**Your task:** Only the lines from the one containing "the small stick" to the end of the listing below are wanted, repeated exactly.

**Records for this task:**

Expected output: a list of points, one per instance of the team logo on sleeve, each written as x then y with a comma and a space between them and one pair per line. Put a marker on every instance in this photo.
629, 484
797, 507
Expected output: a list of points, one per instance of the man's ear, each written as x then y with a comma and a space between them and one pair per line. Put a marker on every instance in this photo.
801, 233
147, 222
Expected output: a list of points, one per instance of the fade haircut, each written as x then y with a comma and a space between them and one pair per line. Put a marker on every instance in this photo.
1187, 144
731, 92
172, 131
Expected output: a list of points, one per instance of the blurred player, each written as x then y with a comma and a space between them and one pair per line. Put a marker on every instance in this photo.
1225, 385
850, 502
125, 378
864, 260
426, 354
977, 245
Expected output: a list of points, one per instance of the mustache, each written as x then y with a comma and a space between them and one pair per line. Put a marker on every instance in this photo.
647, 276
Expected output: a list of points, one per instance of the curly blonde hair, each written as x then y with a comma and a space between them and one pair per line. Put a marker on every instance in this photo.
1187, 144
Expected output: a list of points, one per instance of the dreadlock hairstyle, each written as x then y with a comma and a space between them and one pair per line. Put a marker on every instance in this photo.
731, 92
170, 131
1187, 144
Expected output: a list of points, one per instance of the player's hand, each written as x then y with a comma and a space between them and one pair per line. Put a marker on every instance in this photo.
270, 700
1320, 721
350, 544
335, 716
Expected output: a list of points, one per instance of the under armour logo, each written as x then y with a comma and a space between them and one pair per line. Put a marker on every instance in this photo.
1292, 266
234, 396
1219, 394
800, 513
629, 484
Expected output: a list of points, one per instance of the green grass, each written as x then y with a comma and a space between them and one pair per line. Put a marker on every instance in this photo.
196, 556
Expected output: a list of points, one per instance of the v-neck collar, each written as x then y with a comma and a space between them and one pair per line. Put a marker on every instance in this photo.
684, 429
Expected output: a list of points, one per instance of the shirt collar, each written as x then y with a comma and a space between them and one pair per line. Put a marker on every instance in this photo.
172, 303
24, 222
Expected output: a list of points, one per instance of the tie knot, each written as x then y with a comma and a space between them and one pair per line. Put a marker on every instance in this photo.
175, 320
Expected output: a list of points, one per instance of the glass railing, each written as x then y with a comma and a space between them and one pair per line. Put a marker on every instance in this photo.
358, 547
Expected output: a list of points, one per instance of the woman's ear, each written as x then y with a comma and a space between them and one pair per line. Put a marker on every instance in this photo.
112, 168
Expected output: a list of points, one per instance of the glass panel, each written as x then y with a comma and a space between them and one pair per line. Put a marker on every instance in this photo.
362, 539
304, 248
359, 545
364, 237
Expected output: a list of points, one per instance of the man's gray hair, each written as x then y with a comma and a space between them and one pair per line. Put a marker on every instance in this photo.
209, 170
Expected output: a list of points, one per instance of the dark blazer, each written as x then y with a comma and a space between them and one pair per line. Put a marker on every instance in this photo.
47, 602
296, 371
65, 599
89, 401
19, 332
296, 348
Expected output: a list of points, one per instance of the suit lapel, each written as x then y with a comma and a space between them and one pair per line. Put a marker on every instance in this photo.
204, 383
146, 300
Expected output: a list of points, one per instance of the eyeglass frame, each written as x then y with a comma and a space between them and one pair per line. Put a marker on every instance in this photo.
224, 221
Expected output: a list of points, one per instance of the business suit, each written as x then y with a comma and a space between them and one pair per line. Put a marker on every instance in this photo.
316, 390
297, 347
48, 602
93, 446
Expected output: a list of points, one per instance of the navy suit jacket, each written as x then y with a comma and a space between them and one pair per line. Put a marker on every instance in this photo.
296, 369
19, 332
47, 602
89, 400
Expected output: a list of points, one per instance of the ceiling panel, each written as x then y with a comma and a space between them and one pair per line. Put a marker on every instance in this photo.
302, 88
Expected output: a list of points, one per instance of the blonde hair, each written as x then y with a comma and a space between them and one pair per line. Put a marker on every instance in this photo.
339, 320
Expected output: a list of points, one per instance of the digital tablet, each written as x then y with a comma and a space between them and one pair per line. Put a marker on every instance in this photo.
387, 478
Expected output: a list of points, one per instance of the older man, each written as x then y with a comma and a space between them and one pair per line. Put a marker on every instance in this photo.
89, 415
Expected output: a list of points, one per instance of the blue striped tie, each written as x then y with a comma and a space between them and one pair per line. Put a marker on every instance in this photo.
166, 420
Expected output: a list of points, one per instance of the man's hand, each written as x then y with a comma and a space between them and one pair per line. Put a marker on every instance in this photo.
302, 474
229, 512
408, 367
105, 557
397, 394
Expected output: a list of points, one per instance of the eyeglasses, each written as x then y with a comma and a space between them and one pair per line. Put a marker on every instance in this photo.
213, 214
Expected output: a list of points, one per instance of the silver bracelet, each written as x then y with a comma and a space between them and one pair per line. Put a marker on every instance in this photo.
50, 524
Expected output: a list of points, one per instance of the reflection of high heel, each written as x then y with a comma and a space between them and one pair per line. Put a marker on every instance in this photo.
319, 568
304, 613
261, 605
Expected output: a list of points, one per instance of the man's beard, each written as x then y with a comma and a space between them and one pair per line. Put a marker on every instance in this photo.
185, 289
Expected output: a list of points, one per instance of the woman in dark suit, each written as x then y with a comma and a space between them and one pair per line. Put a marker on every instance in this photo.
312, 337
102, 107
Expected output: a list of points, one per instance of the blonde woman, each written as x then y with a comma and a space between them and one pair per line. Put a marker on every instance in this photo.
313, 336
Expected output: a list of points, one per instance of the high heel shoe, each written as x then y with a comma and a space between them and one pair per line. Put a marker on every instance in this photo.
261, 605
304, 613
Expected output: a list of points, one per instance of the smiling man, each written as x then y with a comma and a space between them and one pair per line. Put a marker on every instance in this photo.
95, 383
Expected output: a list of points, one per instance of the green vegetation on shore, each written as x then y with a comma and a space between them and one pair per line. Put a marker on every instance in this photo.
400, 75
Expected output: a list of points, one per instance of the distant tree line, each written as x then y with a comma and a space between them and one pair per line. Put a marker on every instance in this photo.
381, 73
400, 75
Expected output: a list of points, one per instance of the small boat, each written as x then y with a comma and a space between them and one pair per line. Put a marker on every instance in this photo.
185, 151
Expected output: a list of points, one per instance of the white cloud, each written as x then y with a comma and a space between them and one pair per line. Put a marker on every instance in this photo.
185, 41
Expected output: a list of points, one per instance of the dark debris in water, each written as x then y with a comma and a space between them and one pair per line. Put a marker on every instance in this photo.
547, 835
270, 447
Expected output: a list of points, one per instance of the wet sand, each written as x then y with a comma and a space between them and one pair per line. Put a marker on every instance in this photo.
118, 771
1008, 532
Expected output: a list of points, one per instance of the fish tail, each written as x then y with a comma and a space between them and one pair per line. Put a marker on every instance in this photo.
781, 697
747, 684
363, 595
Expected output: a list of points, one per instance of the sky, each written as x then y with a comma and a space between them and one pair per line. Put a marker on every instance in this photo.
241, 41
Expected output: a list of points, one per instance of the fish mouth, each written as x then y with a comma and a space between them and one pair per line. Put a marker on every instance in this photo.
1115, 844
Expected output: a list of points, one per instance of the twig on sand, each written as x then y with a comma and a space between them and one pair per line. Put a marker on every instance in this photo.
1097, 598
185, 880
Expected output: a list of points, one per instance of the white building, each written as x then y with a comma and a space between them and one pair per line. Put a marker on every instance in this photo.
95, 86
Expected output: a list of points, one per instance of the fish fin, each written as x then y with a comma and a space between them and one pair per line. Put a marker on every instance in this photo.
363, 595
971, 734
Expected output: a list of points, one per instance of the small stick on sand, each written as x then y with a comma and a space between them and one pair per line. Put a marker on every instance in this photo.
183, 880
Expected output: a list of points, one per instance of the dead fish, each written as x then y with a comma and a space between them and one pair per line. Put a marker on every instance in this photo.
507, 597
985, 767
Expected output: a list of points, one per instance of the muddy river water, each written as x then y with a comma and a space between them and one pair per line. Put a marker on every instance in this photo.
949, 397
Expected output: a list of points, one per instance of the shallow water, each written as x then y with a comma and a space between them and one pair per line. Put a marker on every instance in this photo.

**Your solution:**
Expected output: a list of points, one per instance of the small stick on sand, each written as x then y with a comma and a space between them and one pair per line. Put a marker on every instance in this photo.
183, 880
Expected output: a list of points, one per instance of the dead fish, each written as x then y with a comma and a space between them and one pair per line. Put a marker on every instance in this photo.
507, 597
985, 767
Expected output: a list of points, one per instance of the muddy river water, each written as x then y with a comma and a space between them and one pair per line. Put a marker on every instance in this photo.
949, 397
Expected output: a list of points, one per instance of the shallow water, each written as x then y with a comma and a space between them and one pair per line. Put a marker on every instance in this photo.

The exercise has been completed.